— Start Task material —
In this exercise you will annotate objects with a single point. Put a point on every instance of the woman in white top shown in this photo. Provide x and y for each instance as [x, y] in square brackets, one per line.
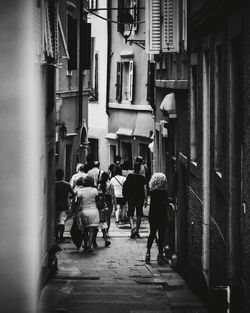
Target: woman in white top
[119, 201]
[89, 213]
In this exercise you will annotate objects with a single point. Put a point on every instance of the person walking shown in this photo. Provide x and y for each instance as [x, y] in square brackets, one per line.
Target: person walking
[80, 173]
[63, 192]
[106, 188]
[113, 166]
[89, 213]
[96, 173]
[135, 191]
[158, 214]
[119, 201]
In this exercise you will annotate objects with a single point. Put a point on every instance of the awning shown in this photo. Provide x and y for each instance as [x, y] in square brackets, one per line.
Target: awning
[144, 125]
[111, 136]
[168, 105]
[124, 132]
— End Task material —
◆ Work instructions ◆
Reproduce, character for character, the lines of the material from the one containing "of the awning" through the last line of the material, both included.

◆ Reply to the task ◆
In this exercise you will annotate objects with a single point. Put a point on every instance of the awning shown in this photo. Provide x and y for each instance as [x, y] in square brackets, one per line.
Target: awning
[144, 125]
[111, 136]
[168, 105]
[124, 132]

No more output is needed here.